##### DATA TO USE #####

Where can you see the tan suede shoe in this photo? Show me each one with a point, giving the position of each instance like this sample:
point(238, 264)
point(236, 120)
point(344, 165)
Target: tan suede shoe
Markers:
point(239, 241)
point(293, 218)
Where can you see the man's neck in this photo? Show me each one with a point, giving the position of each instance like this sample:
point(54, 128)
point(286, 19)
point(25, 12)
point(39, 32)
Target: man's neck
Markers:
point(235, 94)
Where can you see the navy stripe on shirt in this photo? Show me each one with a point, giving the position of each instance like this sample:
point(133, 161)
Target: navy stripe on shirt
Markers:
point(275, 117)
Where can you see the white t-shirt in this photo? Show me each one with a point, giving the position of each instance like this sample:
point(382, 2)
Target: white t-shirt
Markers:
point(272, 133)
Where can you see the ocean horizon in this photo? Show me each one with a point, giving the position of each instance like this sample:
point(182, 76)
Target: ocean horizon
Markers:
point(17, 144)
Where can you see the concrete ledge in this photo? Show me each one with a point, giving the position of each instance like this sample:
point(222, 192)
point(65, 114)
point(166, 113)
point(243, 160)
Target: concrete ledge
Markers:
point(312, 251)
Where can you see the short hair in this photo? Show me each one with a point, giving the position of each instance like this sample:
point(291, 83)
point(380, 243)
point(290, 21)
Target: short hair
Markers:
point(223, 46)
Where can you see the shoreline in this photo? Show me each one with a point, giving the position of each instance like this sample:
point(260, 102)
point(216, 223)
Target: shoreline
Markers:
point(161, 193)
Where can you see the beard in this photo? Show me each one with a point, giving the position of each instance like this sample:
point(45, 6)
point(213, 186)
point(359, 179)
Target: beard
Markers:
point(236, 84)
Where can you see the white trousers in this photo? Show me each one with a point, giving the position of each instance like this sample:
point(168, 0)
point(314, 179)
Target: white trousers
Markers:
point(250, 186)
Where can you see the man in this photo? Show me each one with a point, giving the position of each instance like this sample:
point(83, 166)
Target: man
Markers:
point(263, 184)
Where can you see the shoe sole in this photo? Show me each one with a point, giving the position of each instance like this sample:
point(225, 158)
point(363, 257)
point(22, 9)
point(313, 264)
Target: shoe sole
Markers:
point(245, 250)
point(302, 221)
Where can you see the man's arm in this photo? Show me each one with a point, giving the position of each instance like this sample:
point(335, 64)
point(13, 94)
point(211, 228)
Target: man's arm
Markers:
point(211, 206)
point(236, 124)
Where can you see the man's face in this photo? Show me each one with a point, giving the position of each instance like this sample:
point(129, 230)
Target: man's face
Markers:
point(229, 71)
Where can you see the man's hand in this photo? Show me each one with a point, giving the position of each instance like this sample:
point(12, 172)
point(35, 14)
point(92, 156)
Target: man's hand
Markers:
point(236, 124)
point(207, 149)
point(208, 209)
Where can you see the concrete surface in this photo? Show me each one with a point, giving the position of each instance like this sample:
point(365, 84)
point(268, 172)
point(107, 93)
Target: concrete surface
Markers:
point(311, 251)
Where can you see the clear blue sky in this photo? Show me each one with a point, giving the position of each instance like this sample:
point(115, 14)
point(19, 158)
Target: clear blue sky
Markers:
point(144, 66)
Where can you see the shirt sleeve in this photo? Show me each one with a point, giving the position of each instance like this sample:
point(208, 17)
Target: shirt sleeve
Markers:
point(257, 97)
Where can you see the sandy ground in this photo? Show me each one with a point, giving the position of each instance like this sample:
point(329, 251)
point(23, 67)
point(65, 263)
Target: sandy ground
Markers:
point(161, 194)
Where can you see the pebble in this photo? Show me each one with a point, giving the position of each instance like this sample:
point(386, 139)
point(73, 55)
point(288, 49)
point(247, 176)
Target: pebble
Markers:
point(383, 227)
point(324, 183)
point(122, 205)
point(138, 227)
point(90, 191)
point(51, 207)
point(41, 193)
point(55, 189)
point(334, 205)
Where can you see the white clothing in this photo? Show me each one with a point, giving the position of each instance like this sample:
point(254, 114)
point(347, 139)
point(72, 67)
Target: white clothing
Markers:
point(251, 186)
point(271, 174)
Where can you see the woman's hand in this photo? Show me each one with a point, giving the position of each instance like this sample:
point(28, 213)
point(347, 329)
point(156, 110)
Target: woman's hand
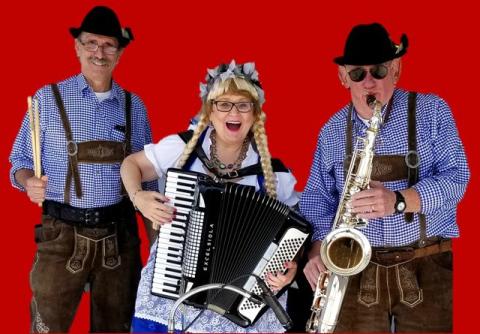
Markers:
point(155, 207)
point(278, 281)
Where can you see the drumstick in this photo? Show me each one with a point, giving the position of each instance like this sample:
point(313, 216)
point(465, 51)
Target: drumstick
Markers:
point(38, 165)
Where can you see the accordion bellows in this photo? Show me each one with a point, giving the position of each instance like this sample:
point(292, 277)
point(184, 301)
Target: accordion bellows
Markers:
point(223, 233)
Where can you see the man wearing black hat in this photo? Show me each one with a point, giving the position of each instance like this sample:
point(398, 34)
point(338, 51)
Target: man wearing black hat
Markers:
point(88, 236)
point(419, 175)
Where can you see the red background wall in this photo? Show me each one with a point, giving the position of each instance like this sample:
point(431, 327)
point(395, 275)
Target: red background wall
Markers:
point(292, 43)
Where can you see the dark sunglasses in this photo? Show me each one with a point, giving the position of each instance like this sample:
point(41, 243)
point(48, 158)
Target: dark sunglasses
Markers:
point(378, 72)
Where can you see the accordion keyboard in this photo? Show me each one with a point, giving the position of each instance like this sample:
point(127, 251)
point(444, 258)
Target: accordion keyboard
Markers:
point(180, 188)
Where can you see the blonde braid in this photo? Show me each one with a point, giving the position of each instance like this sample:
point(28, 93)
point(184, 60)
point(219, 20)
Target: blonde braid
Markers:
point(265, 157)
point(202, 124)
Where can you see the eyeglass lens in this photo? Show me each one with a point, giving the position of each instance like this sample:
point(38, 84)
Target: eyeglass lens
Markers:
point(93, 46)
point(226, 106)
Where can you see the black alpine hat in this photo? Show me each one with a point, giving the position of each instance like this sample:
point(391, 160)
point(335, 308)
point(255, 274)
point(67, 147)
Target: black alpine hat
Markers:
point(102, 20)
point(369, 44)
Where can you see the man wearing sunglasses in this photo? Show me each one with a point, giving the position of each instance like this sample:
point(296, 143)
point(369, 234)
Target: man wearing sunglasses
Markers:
point(88, 233)
point(419, 175)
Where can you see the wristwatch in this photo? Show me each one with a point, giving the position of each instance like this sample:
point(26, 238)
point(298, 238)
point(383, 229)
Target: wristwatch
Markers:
point(400, 204)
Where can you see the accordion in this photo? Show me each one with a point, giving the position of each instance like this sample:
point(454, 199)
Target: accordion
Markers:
point(223, 233)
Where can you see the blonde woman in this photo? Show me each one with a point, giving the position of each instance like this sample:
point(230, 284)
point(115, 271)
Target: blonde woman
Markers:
point(231, 133)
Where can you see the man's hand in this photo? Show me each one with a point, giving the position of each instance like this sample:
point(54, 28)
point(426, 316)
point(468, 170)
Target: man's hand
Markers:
point(35, 188)
point(375, 202)
point(314, 266)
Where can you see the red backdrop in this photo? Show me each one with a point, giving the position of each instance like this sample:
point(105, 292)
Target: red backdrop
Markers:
point(292, 44)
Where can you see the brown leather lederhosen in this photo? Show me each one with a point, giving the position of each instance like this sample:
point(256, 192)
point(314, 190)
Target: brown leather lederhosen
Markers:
point(99, 151)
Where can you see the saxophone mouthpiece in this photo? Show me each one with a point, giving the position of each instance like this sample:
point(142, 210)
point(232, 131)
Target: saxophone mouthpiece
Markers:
point(371, 100)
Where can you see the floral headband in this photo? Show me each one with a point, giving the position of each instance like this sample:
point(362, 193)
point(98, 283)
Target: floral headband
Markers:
point(223, 72)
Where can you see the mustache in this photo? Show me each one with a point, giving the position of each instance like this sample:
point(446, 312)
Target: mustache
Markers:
point(98, 61)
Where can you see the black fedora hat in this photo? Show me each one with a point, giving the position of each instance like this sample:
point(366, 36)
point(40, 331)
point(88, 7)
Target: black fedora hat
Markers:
point(102, 20)
point(369, 44)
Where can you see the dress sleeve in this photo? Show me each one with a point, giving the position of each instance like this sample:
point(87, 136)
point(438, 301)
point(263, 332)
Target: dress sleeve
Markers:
point(165, 153)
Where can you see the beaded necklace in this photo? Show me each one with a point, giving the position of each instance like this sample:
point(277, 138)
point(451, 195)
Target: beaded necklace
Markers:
point(220, 166)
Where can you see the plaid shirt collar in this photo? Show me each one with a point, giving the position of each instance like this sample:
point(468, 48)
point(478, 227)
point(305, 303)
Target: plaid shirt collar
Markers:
point(85, 88)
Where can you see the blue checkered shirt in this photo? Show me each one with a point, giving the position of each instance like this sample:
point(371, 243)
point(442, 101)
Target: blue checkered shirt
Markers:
point(89, 120)
point(443, 171)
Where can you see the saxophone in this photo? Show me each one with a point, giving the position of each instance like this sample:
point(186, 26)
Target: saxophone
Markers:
point(345, 251)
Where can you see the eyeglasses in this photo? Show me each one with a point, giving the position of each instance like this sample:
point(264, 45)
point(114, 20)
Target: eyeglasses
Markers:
point(226, 106)
point(93, 46)
point(378, 72)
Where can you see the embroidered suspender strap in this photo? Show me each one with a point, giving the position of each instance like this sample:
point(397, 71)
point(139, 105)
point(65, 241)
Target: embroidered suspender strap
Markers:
point(349, 136)
point(128, 133)
point(412, 159)
point(72, 150)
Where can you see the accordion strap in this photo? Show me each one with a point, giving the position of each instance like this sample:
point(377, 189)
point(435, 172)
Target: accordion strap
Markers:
point(256, 169)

#####

## TO BE DONE
Rewrite everything from the start of the material down to and including the line that contains "point(312, 251)", substituting "Points" for "Markers" and leaving all else unchanged.

## SOLUTION TO THIS PROBLEM
Where can you see the tan suede shoe in this photo? Show me each one with a point, giving the position of each instance like this sample:
point(238, 264)
point(236, 120)
point(344, 165)
Target: tan suede shoe
Points:
point(239, 241)
point(293, 218)
Where can you see the man's neck in this photo? Show me each one with a point, giving the position of each instance like this sample:
point(54, 128)
point(286, 19)
point(25, 12)
point(39, 32)
Target: man's neck
Points:
point(235, 94)
Where can you see the navy stripe on shirt in this photo? Show me each one with a point, giving the position of each instance like this sample:
point(133, 161)
Target: navy stripe on shirt
Points:
point(275, 117)
Where can you see the white t-shirt in this photo? Show me each one with a point, giving the position of each instance like this sample:
point(382, 2)
Target: white t-shirt
Points:
point(272, 133)
Where can you see the ocean horizon in this photo? Show me each one with a point, giving the position of each instance like this sample:
point(182, 76)
Target: ocean horizon
Points:
point(17, 144)
Where can you see the concrete ledge in this photo? Show me each one with a point, giving the position of each instance like this sample:
point(222, 192)
point(65, 114)
point(166, 113)
point(243, 160)
Target: concrete ledge
Points:
point(312, 251)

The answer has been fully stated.